--- Begin Records for this task ---
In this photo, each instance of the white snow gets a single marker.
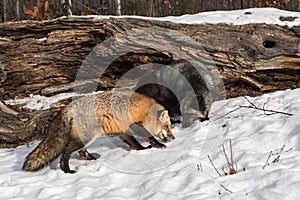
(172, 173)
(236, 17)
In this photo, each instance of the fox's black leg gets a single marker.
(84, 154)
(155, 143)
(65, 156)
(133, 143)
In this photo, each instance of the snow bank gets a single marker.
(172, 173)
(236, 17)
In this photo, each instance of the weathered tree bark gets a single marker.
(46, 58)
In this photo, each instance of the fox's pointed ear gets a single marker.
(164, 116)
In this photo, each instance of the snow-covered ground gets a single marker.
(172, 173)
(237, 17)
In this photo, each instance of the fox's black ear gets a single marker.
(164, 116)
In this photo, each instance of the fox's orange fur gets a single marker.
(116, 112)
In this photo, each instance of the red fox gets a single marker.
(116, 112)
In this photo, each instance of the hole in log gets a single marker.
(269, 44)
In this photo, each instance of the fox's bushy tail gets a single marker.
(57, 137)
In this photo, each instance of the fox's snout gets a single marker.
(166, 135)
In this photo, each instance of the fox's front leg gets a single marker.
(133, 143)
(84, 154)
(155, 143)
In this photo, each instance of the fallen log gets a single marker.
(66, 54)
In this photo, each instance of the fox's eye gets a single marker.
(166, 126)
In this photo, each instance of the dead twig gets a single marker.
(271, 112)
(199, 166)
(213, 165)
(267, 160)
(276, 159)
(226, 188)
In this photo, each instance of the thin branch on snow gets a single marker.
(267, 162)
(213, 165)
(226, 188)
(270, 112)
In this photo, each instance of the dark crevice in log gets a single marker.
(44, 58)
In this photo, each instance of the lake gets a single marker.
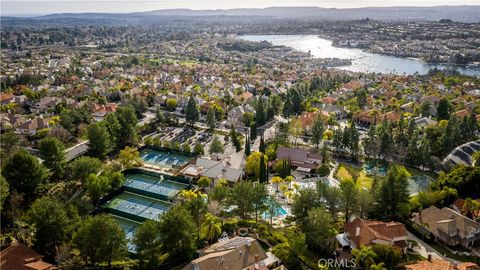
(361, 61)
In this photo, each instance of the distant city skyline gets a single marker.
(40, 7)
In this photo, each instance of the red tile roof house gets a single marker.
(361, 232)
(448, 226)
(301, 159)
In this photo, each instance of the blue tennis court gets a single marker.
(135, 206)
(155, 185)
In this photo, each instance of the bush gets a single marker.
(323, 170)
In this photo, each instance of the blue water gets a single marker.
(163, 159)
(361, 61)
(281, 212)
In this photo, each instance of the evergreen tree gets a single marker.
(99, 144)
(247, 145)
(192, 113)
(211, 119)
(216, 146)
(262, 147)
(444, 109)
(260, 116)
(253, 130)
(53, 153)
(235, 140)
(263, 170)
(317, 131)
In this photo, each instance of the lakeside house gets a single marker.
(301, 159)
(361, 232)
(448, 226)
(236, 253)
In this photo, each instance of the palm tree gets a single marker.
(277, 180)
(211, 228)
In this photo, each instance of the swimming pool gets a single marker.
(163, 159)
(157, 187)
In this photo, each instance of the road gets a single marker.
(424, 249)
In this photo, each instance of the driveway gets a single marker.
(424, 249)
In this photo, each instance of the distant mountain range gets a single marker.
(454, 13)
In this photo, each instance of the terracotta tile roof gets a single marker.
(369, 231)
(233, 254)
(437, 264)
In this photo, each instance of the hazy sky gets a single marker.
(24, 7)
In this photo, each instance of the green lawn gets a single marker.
--- End Records for this task ---
### Exercise brief
Starting with the line containing "In this photo, each instance of the terracotta" and going on through the end of the material, write those lines out again with "hazy sky" changed to "overcast sky" and everything else the same.

### Written response
In this photo, each instance of the terracotta tile roof gets a single marker.
(369, 231)
(233, 254)
(437, 264)
In this photo, each instance of the overcast sky gets a single marker.
(24, 7)
In this photo, each instance of the green lawn gets a single marker.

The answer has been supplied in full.